▶ Exercise details
Set down every entry word for word. Omit the pictures.

▶ Record extracts
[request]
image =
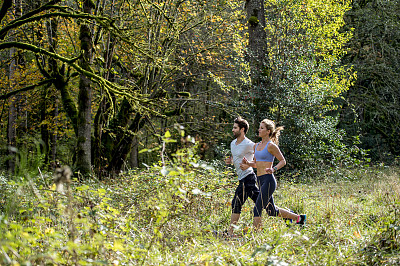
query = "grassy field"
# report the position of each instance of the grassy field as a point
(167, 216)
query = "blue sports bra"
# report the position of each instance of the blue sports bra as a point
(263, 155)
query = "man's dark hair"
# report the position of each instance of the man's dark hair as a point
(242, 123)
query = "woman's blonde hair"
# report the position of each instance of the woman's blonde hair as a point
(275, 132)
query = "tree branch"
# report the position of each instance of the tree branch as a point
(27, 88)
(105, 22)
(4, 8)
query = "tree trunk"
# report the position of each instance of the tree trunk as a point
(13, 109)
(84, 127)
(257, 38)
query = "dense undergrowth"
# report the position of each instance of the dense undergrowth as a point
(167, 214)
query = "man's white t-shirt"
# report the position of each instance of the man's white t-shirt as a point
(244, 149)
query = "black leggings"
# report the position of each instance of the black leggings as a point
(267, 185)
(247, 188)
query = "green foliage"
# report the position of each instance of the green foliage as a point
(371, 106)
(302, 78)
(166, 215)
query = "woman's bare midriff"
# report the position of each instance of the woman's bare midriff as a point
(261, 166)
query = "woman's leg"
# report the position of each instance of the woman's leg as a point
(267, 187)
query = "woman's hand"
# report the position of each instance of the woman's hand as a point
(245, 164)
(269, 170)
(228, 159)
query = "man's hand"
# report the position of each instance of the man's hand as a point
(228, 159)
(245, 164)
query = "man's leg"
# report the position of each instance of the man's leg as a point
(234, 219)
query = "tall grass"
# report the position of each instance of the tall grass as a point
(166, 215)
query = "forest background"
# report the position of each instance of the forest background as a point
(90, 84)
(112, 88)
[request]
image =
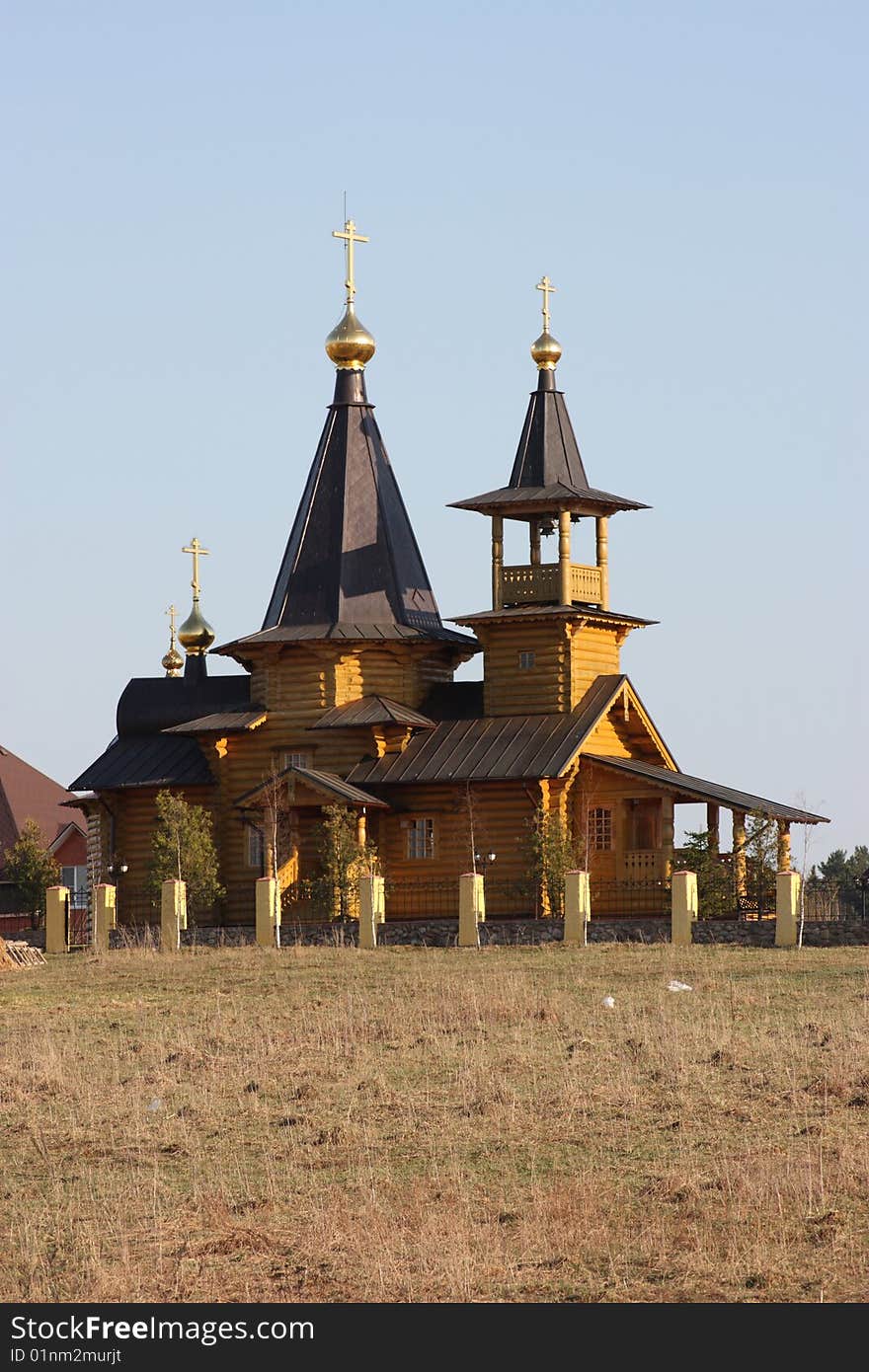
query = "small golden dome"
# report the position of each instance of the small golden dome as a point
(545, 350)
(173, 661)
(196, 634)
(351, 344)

▶ Output of the task
[request]
image =
query = "grassy field"
# report the position of each instance of the grassy field as a point
(167, 216)
query = "blue sports bra"
# report the position of each instance of the blue sports bra as a point
(263, 155)
query = "man's dark hair"
# report the position of each instance of the man's dark hair as a point
(242, 123)
query = "woman's blonde hair"
# report the position of each instance of the woman's blonde hair as a point
(275, 132)
query = "tree branch"
# report the position of each instance of the tree branch as a point
(27, 88)
(105, 22)
(4, 8)
query = "tree trunk"
# report the position of each instance of the tree trunk as a point
(13, 109)
(84, 127)
(257, 38)
query = "dense undergrowth"
# report the position of each instance of the dense undergrowth as a point
(167, 214)
query = "man's white t-shirt"
# report the position of each instance of the man's white t-shirt as a point
(244, 149)
query = "black leggings"
# report the position of each instance of the black leggings as a point
(267, 185)
(247, 188)
query = "green foliage"
# report the position of each instance of the green foliage as a point
(371, 106)
(302, 78)
(166, 215)
query = "woman's bare midriff"
# report the position of each instance of the woman's bare midriff as a point
(261, 166)
query = "woman's leg"
# report the position of each instance of the woman's leg as a point
(267, 187)
query = "woman's hand"
# report the position of each instance of the woman's hand as a point
(245, 164)
(269, 170)
(228, 159)
query = "man's hand"
# report the position of each instance of the man's hand as a point
(228, 159)
(245, 164)
query = "man's leg"
# report the position of each instance of the man's leg as a point
(234, 219)
query = "tall grass"
# report the position of each instance of the tall grass as a point
(166, 215)
query = "forest background"
# report the position of each instance of the forest background as a point
(90, 84)
(112, 88)
[request]
image =
query = "small golden dome"
# report the position of each instance of the small golden dome as a point
(545, 350)
(173, 661)
(196, 634)
(351, 344)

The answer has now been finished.